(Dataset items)
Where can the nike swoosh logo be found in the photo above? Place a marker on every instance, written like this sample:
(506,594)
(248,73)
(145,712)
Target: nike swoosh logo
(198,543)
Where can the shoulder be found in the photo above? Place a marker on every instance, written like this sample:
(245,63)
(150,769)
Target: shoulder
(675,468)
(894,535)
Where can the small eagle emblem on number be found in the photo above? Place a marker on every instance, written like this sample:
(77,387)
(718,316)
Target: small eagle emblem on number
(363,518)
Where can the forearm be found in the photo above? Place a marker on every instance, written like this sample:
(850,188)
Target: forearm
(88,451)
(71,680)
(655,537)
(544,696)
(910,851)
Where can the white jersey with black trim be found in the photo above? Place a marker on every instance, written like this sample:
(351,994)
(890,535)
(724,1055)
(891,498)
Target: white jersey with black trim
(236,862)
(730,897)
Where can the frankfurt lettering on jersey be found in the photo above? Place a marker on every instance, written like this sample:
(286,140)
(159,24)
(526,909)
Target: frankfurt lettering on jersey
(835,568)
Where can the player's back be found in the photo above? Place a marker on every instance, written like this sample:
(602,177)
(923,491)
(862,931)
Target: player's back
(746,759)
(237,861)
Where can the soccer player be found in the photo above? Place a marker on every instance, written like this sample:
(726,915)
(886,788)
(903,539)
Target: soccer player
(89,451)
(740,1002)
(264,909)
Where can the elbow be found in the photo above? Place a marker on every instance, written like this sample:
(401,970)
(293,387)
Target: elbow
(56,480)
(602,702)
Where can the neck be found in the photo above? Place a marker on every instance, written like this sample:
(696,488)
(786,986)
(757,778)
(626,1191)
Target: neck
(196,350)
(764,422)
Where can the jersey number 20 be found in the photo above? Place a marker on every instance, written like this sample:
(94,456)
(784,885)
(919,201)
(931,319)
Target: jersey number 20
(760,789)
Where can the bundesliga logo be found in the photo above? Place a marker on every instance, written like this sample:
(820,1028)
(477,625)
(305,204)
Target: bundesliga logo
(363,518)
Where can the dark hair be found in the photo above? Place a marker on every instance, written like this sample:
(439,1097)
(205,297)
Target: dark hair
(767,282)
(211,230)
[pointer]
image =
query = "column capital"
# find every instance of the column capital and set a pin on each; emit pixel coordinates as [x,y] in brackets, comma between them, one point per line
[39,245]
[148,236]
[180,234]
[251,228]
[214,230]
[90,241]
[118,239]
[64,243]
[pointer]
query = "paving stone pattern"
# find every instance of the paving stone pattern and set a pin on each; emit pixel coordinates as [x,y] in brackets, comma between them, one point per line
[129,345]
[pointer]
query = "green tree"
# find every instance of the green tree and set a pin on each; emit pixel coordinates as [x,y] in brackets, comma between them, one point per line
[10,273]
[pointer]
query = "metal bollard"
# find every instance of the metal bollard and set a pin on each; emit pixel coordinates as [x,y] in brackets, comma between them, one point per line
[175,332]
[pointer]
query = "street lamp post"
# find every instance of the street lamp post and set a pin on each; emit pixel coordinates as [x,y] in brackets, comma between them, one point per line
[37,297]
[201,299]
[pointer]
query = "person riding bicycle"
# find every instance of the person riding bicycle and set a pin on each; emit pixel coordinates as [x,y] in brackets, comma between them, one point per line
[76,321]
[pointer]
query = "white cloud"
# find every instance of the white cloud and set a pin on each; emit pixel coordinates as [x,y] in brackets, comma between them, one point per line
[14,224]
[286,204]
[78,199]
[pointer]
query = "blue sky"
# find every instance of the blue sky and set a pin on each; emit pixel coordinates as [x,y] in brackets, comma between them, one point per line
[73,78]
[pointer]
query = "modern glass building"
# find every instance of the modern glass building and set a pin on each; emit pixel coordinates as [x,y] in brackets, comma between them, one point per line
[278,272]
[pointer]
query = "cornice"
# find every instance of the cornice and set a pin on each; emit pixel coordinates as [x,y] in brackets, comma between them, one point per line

> Work order: In full and without alteration, retype the entries above.

> Written solution:
Where can the nike swoosh logo be found in the photo above? Place a marker on every instance, written like this sample:
(506,594)
(248,73)
(145,712)
Target: nike swoosh logo
(198,543)
Where can the shoulder be found in the photo above? Place a marker on every instance, written like this sample:
(245,63)
(150,769)
Target: shoulder
(675,468)
(894,535)
Where can the small eagle emblem on number be found in the photo above? Place a marker on every instance, written like this sample:
(77,387)
(718,316)
Target: small eagle emblem on number
(363,518)
Where can the forearm be found in the photo above? Place a marker on every instance, written like this sample:
(850,188)
Target: forearm
(88,451)
(71,680)
(655,537)
(544,696)
(910,851)
Where can the white jersey with black trim be found in the photo above? Place a marker on every instance, written like this sample:
(351,994)
(890,535)
(724,1055)
(891,498)
Target: white jersey with black trim
(236,862)
(730,897)
Where can the frankfurt lettering on jersey be found in the photo above? Place a marker on every instance, written like this sample:
(286,140)
(159,24)
(526,909)
Target: frankfurt lettering on jersey
(835,568)
Where can the player's back be found in the photo above? Place a marker on every instance, written like this sample:
(602,177)
(923,491)
(862,931)
Target: player's back
(746,759)
(237,861)
Where can the soccer player be found in the photo above? Place a marker on every instance, written like this sample:
(726,915)
(886,788)
(903,539)
Target: soccer player
(89,451)
(740,1002)
(264,909)
Where can the elbow be found in the photo above? Place a marker on every instance, written like this sample:
(401,970)
(293,387)
Target: elbow
(56,480)
(602,702)
Where can the neck be found in the photo above? Place a marker on every instance, written like this sample:
(696,488)
(786,986)
(757,778)
(626,1191)
Target: neck
(196,350)
(764,422)
Where can the jersey number 20 be found in the photo above? Place a marker on every instance, written like this sample:
(94,456)
(784,885)
(919,201)
(931,319)
Target: jersey number 20
(760,789)
Where can the bundesliga logo be found in the photo above? Place a marker on every instance, written like this sample:
(820,1028)
(477,625)
(305,204)
Target: bundesliga logo
(363,518)
Where can the dark hair be found in the photo above? Place a marker on every instance, written like this sample:
(439,1097)
(205,297)
Target: dark hair
(767,282)
(211,230)
[pointer]
image =
query = "column capital"
# find every instance of the column capital and set a pin on each; emit pixel coordinates as [x,y] in brackets, comma between them, one point per line
[39,245]
[148,236]
[180,234]
[251,228]
[214,230]
[90,241]
[118,239]
[64,243]
[pointer]
query = "paving stone pattern"
# find every instance of the paving stone pattern and set a pin on each; emit pixel coordinates as [x,y] in brackets, comma between them, one point per line
[129,345]
[pointer]
query = "green tree"
# find every instance of the green tree and set a pin on each; emit pixel coordinates as [x,y] in brackets, comma between them, one point per line
[10,273]
[pointer]
query = "metal bollard"
# find every instance of the metal bollard and set a pin on each; emit pixel coordinates as [x,y] in brackets, comma between them, one point per line
[175,332]
[pointer]
query = "street lamp post"
# find every instance of the street lamp post and set a pin on each; emit pixel coordinates as [x,y] in brackets, comma between them, one point per line
[37,297]
[201,299]
[pointer]
query = "person riding bicycle"
# find every instance of the person riding bicycle and set a pin on each; emit pixel coordinates as [x,y] in brackets, comma between them, one point per line
[76,321]
[pointer]
query = "white cloud"
# find every instance of the white cloud and set a pin on each; emit pixel coordinates as [x,y] in brackets, comma between them, one point per line
[14,224]
[286,204]
[78,199]
[pointer]
query = "blue sky"
# find every instance of the blue sky and set a pin on each; emit pixel coordinates as [x,y] in brackets, comma between them, one point per line
[73,78]
[pointer]
query = "modern glass building"
# find every instance of the modern glass building and set a pin on each; emit pixel coordinates as [x,y] in brackets, comma between them, one point per line
[278,272]
[pointer]
query = "cornice"
# find every instance of the cornice and set a pin on each; emit pixel coordinates as [x,y] in brackets, comma between them, one point per line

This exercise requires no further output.